→ **TASK**:
Write out every item below word for word, keeping each line unchanged.

Object pointing dataset rows:
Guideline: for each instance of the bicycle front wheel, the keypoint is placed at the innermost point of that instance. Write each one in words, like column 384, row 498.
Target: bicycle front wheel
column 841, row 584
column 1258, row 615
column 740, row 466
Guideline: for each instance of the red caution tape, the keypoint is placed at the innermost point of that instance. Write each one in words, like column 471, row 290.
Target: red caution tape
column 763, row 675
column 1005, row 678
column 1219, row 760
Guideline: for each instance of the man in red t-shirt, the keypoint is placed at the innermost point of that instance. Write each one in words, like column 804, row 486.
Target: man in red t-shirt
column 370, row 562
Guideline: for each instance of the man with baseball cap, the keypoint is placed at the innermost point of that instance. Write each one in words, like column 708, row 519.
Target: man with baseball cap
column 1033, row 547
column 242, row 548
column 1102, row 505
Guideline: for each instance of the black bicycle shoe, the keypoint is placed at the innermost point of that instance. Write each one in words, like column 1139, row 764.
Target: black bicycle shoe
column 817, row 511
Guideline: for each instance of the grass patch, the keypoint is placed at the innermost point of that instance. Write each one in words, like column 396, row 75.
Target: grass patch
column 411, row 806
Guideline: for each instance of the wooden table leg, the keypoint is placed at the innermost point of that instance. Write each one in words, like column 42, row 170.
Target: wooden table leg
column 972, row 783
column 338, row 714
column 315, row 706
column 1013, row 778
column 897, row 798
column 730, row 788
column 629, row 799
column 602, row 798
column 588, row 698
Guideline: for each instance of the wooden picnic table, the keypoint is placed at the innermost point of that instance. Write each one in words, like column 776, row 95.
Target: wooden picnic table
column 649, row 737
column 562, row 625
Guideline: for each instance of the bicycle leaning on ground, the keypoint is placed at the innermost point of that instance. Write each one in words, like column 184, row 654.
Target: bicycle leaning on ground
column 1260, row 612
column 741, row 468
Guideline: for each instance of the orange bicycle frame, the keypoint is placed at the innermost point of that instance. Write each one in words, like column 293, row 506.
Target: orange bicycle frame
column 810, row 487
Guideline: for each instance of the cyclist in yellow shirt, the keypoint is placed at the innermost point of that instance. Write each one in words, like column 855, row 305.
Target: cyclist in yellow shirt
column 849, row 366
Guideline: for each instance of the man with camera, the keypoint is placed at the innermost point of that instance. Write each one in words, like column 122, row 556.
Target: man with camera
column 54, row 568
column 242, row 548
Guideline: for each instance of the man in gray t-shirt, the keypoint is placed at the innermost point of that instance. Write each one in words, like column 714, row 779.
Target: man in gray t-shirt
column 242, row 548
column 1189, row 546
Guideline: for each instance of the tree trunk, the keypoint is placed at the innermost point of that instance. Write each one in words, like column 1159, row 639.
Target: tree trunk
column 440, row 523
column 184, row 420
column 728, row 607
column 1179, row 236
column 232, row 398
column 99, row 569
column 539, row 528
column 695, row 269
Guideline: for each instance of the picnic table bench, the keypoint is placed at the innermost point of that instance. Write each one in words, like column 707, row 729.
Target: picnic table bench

→ **RESULT OF THIS EXERCISE**:
Guideline: for each instance of the bicycle front wheel, the keypoint is placed at the innermost point of that instance. Write each one in words, like column 384, row 498.
Target: bicycle front wheel
column 841, row 584
column 1258, row 615
column 740, row 466
Guideline: for each instance of the red caution tape, the keypoint is placed at the innermost point of that instance. Write each one in words, like column 471, row 290.
Target: red caution tape
column 763, row 675
column 1005, row 678
column 1219, row 760
Guideline: for each instance of the man in red t-shirt, the keypoint is placed at the innermost point of that instance. Write each one in words, like column 804, row 486.
Target: man in red t-shirt
column 370, row 562
Guideline: for each instance of the man with baseball cap, the keypoint is placed at the innermost point of that instance. Write each one in words, like column 708, row 519.
Target: man with baseball cap
column 1033, row 547
column 242, row 548
column 1102, row 505
Guideline: for each instance of the black bicycle shoe, the keypoint is placed at the innermost point of that instance. Write each one in words, like column 1139, row 764.
Target: black bicycle shoe
column 817, row 511
Guideline: for each instance of the grass patch, the keypoint is placed at the innermost point of that instance. Write each one in words, like column 396, row 75.
Target: grass patch
column 411, row 806
Guideline: for each instance of the wooden table leg, the keypoint is placed at the innermost point of that instance. Write each one in words, like column 42, row 170.
Target: wooden table leg
column 972, row 783
column 338, row 714
column 315, row 706
column 1013, row 778
column 897, row 798
column 730, row 788
column 629, row 799
column 602, row 798
column 588, row 698
Guideline: for each instance of the wooden picnic table, the keypoint is placed at the innermost point of that instance. Write each one in words, like column 776, row 95.
Target: wooden picnic table
column 649, row 737
column 562, row 625
Guideline: for each instance of the bicycle leaning on ground, the keypoint is placed at the innermost point of that instance. Write each one in words, like column 184, row 654.
Target: bicycle leaning on ground
column 1260, row 612
column 741, row 468
Guideline: for each instance of the orange bicycle frame, the keypoint is placed at the innermost point of that instance. Write each one in words, like column 293, row 506.
Target: orange bicycle frame
column 810, row 487
Guideline: for each instance of the cyclist in yellow shirt, the keypoint is placed at the innermost point of that instance. Write each one in words, like column 855, row 305.
Target: cyclist in yellow shirt
column 849, row 366
Guideline: for each instance of the man with camera, the keypoint is placed at the innermost point of that instance. Write each one in words, like column 122, row 556.
Target: man with camera
column 54, row 568
column 242, row 548
Guideline: for each instance of the man in gray t-shirt, the keypoint is placed at the innermost point of that instance. Write each one in words, like column 714, row 779.
Target: man in gray t-shirt
column 242, row 548
column 1189, row 546
Guideline: for each instance of the tree trunk, the keypoint is placed at the innermost point of that instance. Write each one in words, like column 1159, row 639.
Target: tree trunk
column 440, row 523
column 184, row 420
column 728, row 607
column 1179, row 236
column 232, row 398
column 99, row 569
column 539, row 528
column 695, row 269
Guideline: for each instance of the picnic table bench, the keypoint is placed at the innermost point of that instance. Write each one in words, like column 707, row 729.
Target: picnic table bench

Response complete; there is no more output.